◆ What the exercise asks: Set down the entries below once more, precisely as they stand.

◆ Data for the task:
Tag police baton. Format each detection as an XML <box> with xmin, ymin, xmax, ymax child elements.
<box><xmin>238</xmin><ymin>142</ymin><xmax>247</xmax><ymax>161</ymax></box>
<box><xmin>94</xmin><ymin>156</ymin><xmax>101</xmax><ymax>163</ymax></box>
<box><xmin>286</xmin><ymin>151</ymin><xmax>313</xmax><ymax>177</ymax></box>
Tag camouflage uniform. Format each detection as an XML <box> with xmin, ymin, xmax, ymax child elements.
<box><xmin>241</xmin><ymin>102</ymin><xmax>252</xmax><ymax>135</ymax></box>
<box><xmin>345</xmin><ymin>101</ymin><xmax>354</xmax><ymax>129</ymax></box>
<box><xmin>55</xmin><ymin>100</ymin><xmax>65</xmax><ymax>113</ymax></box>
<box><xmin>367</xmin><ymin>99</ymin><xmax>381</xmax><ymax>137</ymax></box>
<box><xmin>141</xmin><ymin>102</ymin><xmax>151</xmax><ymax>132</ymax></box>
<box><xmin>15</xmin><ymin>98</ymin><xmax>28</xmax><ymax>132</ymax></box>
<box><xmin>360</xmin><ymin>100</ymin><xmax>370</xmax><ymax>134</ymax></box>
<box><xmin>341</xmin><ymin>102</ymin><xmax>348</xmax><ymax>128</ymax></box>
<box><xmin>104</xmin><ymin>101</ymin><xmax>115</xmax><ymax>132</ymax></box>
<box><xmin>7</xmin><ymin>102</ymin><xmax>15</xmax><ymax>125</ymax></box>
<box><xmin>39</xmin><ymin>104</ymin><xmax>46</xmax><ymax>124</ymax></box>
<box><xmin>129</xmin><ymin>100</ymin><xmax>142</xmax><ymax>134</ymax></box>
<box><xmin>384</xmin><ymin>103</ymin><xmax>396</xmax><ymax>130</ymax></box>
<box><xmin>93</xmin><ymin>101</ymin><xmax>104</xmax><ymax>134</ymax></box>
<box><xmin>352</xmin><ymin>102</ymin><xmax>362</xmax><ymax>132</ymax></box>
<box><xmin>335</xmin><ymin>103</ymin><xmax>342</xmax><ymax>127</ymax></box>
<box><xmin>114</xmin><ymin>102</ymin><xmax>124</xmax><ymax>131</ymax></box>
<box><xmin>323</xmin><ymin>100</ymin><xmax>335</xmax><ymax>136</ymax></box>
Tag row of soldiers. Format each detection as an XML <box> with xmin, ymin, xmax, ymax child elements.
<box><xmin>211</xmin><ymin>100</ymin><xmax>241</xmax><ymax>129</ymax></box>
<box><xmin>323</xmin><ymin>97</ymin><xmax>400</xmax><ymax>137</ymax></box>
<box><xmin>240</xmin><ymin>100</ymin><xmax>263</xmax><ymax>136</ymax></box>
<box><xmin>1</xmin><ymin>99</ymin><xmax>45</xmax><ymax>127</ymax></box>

◆ Task output:
Tag police baton. Format each detection as an XML <box> with xmin, ymin, xmax, ymax child elements.
<box><xmin>238</xmin><ymin>142</ymin><xmax>247</xmax><ymax>161</ymax></box>
<box><xmin>94</xmin><ymin>156</ymin><xmax>101</xmax><ymax>163</ymax></box>
<box><xmin>286</xmin><ymin>151</ymin><xmax>313</xmax><ymax>177</ymax></box>
Tag camouflage uniform. Format each detection as an XML <box> with xmin, ymin, xmax, ymax child elements.
<box><xmin>241</xmin><ymin>102</ymin><xmax>252</xmax><ymax>135</ymax></box>
<box><xmin>345</xmin><ymin>101</ymin><xmax>354</xmax><ymax>129</ymax></box>
<box><xmin>55</xmin><ymin>100</ymin><xmax>65</xmax><ymax>113</ymax></box>
<box><xmin>367</xmin><ymin>99</ymin><xmax>381</xmax><ymax>137</ymax></box>
<box><xmin>141</xmin><ymin>102</ymin><xmax>151</xmax><ymax>132</ymax></box>
<box><xmin>15</xmin><ymin>98</ymin><xmax>28</xmax><ymax>132</ymax></box>
<box><xmin>360</xmin><ymin>100</ymin><xmax>370</xmax><ymax>134</ymax></box>
<box><xmin>341</xmin><ymin>102</ymin><xmax>348</xmax><ymax>128</ymax></box>
<box><xmin>104</xmin><ymin>101</ymin><xmax>115</xmax><ymax>132</ymax></box>
<box><xmin>7</xmin><ymin>102</ymin><xmax>15</xmax><ymax>125</ymax></box>
<box><xmin>39</xmin><ymin>104</ymin><xmax>46</xmax><ymax>124</ymax></box>
<box><xmin>129</xmin><ymin>100</ymin><xmax>142</xmax><ymax>134</ymax></box>
<box><xmin>384</xmin><ymin>103</ymin><xmax>396</xmax><ymax>130</ymax></box>
<box><xmin>93</xmin><ymin>101</ymin><xmax>104</xmax><ymax>134</ymax></box>
<box><xmin>352</xmin><ymin>102</ymin><xmax>362</xmax><ymax>132</ymax></box>
<box><xmin>335</xmin><ymin>103</ymin><xmax>342</xmax><ymax>127</ymax></box>
<box><xmin>114</xmin><ymin>102</ymin><xmax>124</xmax><ymax>131</ymax></box>
<box><xmin>323</xmin><ymin>100</ymin><xmax>335</xmax><ymax>136</ymax></box>
Tag row of soldiers. Format each detection as an XML <box> with xmin, ymin, xmax, ymax child elements.
<box><xmin>211</xmin><ymin>100</ymin><xmax>241</xmax><ymax>129</ymax></box>
<box><xmin>323</xmin><ymin>97</ymin><xmax>400</xmax><ymax>137</ymax></box>
<box><xmin>240</xmin><ymin>100</ymin><xmax>263</xmax><ymax>136</ymax></box>
<box><xmin>1</xmin><ymin>99</ymin><xmax>45</xmax><ymax>127</ymax></box>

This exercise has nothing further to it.